▶ Work to do:
Copy every one of the records below word for word. Leave out the pictures.

----

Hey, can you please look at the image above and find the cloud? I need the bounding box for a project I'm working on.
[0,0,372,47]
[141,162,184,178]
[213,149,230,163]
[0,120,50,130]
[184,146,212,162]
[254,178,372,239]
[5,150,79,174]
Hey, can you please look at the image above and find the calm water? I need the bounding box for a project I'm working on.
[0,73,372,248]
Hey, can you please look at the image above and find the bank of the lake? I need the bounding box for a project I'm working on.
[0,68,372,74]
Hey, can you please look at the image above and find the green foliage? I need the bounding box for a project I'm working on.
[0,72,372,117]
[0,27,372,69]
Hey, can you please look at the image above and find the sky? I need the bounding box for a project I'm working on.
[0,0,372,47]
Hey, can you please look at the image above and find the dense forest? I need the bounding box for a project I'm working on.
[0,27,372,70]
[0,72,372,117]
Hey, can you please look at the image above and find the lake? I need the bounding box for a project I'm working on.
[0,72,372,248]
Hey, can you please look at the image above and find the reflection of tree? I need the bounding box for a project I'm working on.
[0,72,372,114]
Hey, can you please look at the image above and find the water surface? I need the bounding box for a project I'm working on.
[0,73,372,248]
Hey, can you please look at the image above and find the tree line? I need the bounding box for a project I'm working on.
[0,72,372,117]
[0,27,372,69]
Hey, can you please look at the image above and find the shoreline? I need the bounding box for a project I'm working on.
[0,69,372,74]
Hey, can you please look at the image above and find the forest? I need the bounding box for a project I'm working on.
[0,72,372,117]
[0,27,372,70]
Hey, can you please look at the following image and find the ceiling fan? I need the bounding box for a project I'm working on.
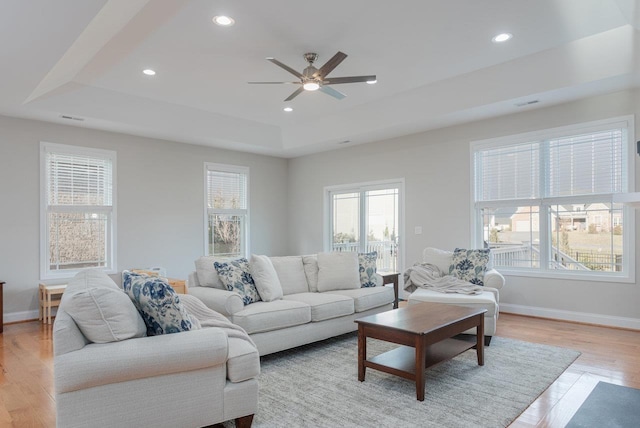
[249,52,376,101]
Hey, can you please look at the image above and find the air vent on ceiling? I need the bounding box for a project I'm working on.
[60,114,84,122]
[516,100,540,107]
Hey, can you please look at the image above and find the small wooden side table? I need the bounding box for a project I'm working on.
[378,272,400,309]
[0,281,4,333]
[38,282,67,324]
[167,278,189,294]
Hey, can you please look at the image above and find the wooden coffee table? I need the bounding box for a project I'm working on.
[355,303,486,401]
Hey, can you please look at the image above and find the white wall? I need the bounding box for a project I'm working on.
[0,116,288,322]
[288,91,640,328]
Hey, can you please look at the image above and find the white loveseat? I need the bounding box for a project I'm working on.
[188,253,394,355]
[53,271,260,428]
[407,247,505,346]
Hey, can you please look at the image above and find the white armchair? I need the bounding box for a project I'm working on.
[408,247,505,346]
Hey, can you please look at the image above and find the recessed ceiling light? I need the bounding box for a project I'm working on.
[491,33,513,43]
[212,15,236,27]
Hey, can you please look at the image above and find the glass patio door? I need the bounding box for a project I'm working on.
[326,182,402,271]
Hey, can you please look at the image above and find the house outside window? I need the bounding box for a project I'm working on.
[471,117,635,282]
[324,179,404,271]
[40,142,116,279]
[205,163,249,258]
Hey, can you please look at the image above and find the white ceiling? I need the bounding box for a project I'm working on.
[0,0,640,157]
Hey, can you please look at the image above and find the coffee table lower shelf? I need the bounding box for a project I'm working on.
[364,339,475,380]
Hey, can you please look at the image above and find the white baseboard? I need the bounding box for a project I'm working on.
[500,303,640,330]
[2,310,42,324]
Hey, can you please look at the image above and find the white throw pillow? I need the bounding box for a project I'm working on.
[249,254,282,302]
[61,286,147,343]
[270,256,309,296]
[195,256,229,290]
[318,252,360,292]
[422,247,453,275]
[60,269,147,343]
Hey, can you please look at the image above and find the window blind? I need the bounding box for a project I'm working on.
[207,170,247,209]
[474,129,626,202]
[46,152,113,206]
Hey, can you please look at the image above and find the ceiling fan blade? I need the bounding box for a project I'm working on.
[285,86,304,101]
[322,74,376,85]
[267,57,304,79]
[313,52,347,79]
[320,86,346,100]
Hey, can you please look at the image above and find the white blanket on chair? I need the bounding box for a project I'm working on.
[404,263,482,294]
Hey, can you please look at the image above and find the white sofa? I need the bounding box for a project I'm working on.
[407,247,505,346]
[187,255,394,355]
[53,272,260,428]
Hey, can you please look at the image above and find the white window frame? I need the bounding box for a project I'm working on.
[470,115,636,283]
[322,178,405,272]
[40,141,118,280]
[203,162,251,258]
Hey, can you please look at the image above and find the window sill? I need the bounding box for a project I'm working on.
[495,266,635,284]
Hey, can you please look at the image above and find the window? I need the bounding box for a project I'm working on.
[472,117,635,280]
[40,143,116,279]
[325,180,404,271]
[205,163,249,258]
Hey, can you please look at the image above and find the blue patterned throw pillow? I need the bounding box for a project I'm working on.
[449,248,490,285]
[358,251,378,287]
[213,258,261,305]
[122,271,199,336]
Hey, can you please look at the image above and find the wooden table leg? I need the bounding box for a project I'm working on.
[358,324,367,382]
[476,314,484,366]
[415,336,426,401]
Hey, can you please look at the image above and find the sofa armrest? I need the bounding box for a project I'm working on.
[484,269,505,290]
[53,327,228,393]
[189,287,244,318]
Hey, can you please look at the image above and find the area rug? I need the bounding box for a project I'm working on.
[245,334,580,428]
[567,382,640,428]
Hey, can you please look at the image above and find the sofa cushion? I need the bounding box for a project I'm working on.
[302,254,318,293]
[195,256,229,290]
[231,299,311,334]
[213,258,261,305]
[271,256,309,296]
[227,337,260,383]
[358,251,378,287]
[60,270,147,343]
[122,271,200,336]
[331,287,395,313]
[249,254,282,302]
[318,252,360,292]
[449,248,490,285]
[285,293,354,321]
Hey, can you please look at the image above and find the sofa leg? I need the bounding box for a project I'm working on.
[236,415,253,428]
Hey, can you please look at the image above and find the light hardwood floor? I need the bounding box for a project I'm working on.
[0,314,640,428]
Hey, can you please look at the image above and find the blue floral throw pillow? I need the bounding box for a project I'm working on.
[213,258,262,305]
[358,251,378,287]
[122,271,199,336]
[449,248,490,285]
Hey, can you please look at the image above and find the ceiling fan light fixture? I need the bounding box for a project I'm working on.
[302,82,320,91]
[491,33,513,43]
[212,15,236,27]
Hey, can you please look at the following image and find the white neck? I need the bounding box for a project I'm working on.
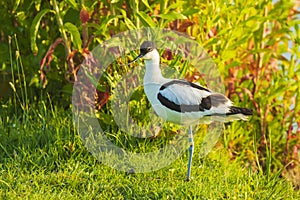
[144,49,164,84]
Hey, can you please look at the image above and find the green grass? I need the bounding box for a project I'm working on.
[0,102,300,199]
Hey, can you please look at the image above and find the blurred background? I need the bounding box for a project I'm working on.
[0,0,300,198]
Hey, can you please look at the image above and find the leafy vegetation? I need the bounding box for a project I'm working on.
[0,0,300,199]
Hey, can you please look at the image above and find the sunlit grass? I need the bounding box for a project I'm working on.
[0,101,300,199]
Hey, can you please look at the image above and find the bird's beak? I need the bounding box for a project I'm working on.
[128,54,144,65]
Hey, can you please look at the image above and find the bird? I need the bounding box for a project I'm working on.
[128,40,252,181]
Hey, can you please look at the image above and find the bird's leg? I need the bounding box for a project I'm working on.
[186,126,194,181]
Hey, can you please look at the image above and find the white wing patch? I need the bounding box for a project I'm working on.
[160,83,212,105]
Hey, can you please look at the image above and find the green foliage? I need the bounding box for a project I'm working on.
[0,0,300,195]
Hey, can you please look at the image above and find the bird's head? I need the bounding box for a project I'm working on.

----

▶ Exercise answer:
Hey, can you please look at the image above and find the cloud? I need the bounding box for a project I'm working on.
[0,0,372,47]
[141,162,184,178]
[213,149,230,163]
[0,120,50,130]
[184,146,212,162]
[254,178,372,239]
[5,150,79,174]
Hey, can you please look at the image above and find the calm water? I need the bounding box for a project I'm working on.
[0,73,372,248]
Hey, can you please look at the image above and find the bank of the lake? I need the bounding box for a project I'm working on.
[0,68,372,74]
Hey, can you please look at the image above and find the green foliage? I need the bounding box for a project I'm working on.
[0,72,372,117]
[0,27,372,69]
Hey, can you please look at the image above and find the sky? I need the bounding box for a project I'm working on.
[0,0,372,47]
Hey, can you please look at the image above and find the dense forest? I need the bounding box for a project I'm working on.
[0,27,372,70]
[0,72,372,117]
Hey, can you please look at the image above and find the lake? I need the bounding box for a project I'm working on.
[0,72,372,248]
Hey, can you please look at the image above and find the reflection of tree? I need the bounding box for a project I'm working on.
[0,72,372,114]
Hey, can you please look at the image above and find the water surface? I need the bounding box for a project I'm working on.
[0,73,372,248]
Hey, can you please look at the image above and find the tree line? I need the bounding box for a project I'm working on.
[0,72,372,117]
[0,27,372,69]
Hey, can you please look at the image above and find the shoreline? I need the bounding box for a project I'm working on.
[0,69,372,74]
Hey, can you please look at the image above and find the forest? I need the bounding box for a project I'm working on.
[0,72,372,117]
[0,27,372,70]
Hey, can you please look at the following image and find the ceiling fan? I need the bounding box for a project I'm working on.
[249,52,376,101]
Hey, can you please look at the image above and find the air vent on ceiling? I need the bounding box for a project I'm working on.
[60,114,84,122]
[516,100,540,107]
Hey, can you please look at the image above and find the small wooden side table? I need the bounding box for a project I'm working on.
[378,272,400,309]
[0,281,4,333]
[38,282,67,324]
[167,278,189,294]
Hey, can you please look at the image above and find the wooden coffee table? I need the bounding box for a project I'm working on.
[355,303,486,401]
Hey, can you please look at the image above and find the white wall? I need the bounding box for a project I'm working on.
[0,116,288,322]
[288,91,640,328]
Hey, can you please look at the image above and find the white loveseat? I need the bounding box for a project I'm working on.
[188,253,394,355]
[53,271,260,428]
[407,247,505,346]
Hey, can you please look at the image above and find the white armchair? I need the bounding box for a project I'm working on.
[408,247,505,346]
Hey, can you please look at the image above and find the recessed ceiling light? I need the bounding box for a project I'm working on.
[491,33,513,43]
[212,15,236,27]
Hey, can you please look at the image above and find the glass patio door? I need the bounding box for a project I'm working on.
[326,182,402,271]
Hey, can you please look at the image above and find the house outside window? I need the bounding box for a project I'm working on.
[471,117,635,282]
[324,179,404,271]
[40,142,116,279]
[205,163,249,258]
Hey, can you please look at the image above and find the white ceiling? I need the bounding box for a project I'm working on.
[0,0,640,157]
Hey, can you please look at the image above and find the coffee table lower shelf? I need the bounding box for a project I'm working on.
[364,339,475,380]
Hey, can you please look at the image above and find the white baseboard? I need the bounding box for a project I'm working on.
[500,303,640,330]
[2,310,42,324]
Hey, can you please look at the image above and find the white throw pillow? I need the bounding box for a project I'm working on.
[249,254,282,302]
[61,286,147,343]
[270,256,309,296]
[195,256,229,290]
[318,252,360,292]
[422,247,453,275]
[60,269,147,343]
Hey, can you please look at the image above and find the window blind? I need the bounding box for a project I'm working on.
[207,170,247,209]
[474,129,626,202]
[46,152,113,206]
Hey, can you please look at the image above and find the ceiling fan blade? I need the bounding box for a project I'm working on.
[285,86,304,101]
[322,74,376,85]
[267,57,304,79]
[313,52,347,79]
[320,86,346,100]
Hey, can you please look at the image above and find the white blanket on chair? I need the bounding box for a project I'm working on.
[404,263,482,294]
Hey, can you please look at the image above and find the white sofa? I need the bounding box for a project I'm working on.
[407,247,505,346]
[187,255,394,355]
[53,272,260,428]
Hey, can you please look at the image above and find the white window frame? I need the bounding box for a project I'm working on.
[470,115,636,283]
[322,178,405,272]
[40,141,118,280]
[203,162,251,258]
Hey, can you please look at the image above and find the window sill? I need the bounding box for a project I'm working on.
[495,266,635,284]
Hey, can you please look at the image above and find the window? I need the bounding box for a project I'm working on.
[472,117,635,280]
[40,143,116,279]
[325,180,404,271]
[205,163,249,258]
Hey, can you please look at the image above and find the blue patterned throw pillow? I need the bounding box for a project I'm working on.
[449,248,490,285]
[358,251,378,287]
[213,258,261,305]
[122,271,199,336]
Hey, can you please look at the image above and find the wooden table leg? I need the bounding box for a project I'm working on.
[358,324,367,382]
[476,314,484,366]
[415,336,426,401]
Hey, can you please look at the image above and find the sofa armrest? I need the bounding box for a project I'm working on.
[484,269,505,290]
[53,327,228,393]
[189,287,244,318]
Hey, can you please look at the image above and find the area rug? I need the bounding box for a project I'm working on.
[245,334,580,428]
[567,382,640,428]
Hey, can you please look at the image above and find the sofa cushion? I need the bounding box for a project I'm working on.
[302,254,318,293]
[195,256,229,290]
[231,299,311,334]
[213,258,261,305]
[271,256,309,296]
[227,337,260,383]
[358,251,378,287]
[60,270,147,343]
[122,271,200,336]
[331,287,395,313]
[249,254,282,302]
[318,252,360,292]
[449,248,490,285]
[285,293,354,321]
Hey, can you please look at the image above and find the sofa leg? I need the bounding box for a project I'm working on.
[236,415,253,428]
Hey, can you please look at the image above and find the light hardwood floor? I need the bounding box for a project I'm working on.
[0,314,640,428]
Hey, can you please look at the image above and find the blue floral throw pillow? I need the bounding box for a project I'm working on.
[213,258,262,305]
[358,251,378,287]
[122,271,199,336]
[449,248,490,285]
Hey, can you please look at the image above and find the ceiling fan light fixture? I need the bounding box for a project I'm working on.
[302,82,320,91]
[491,33,513,43]
[212,15,236,27]
Hey, can you please look at the following image and find the white neck? I need the bounding box for a project I'm working on.
[144,49,164,84]
Hey, can you please look at the image above and find the green grass? I need the bounding box for a project I'm working on.
[0,102,300,199]
Hey, can you please look at the image above and find the blurred background? I need the bounding box for a project I'm working on.
[0,0,300,198]
Hey, can you please look at the image above and find the leafy vegetation? I need the bounding box for a project I'm working on.
[0,0,300,199]
Hey, can you please look at the image above and find the sunlit grass? I need the bounding box for a project I'm working on.
[0,101,300,199]
Hey, can you please look at the image above and find the bird's beak? I need the bounding box for a project I'm working on.
[128,54,144,65]
Hey, can you please look at the image above and find the bird? I need the bounding box for a project I'm working on.
[128,40,252,181]
Hey, can you please look at the image above and find the bird's leg? I need the bounding box for a project I'm working on.
[186,126,194,181]
Hey, can you please look at the image above and find the white wing patch? I need the bounding box for a project I'm working on.
[160,83,212,105]
Hey, can you please look at the image above and find the green foliage? I need the bounding box for a project I'm working on.
[0,0,300,195]
Hey, can you please look at the image above and find the bird's head? I need the bounding box for a project I'm working on.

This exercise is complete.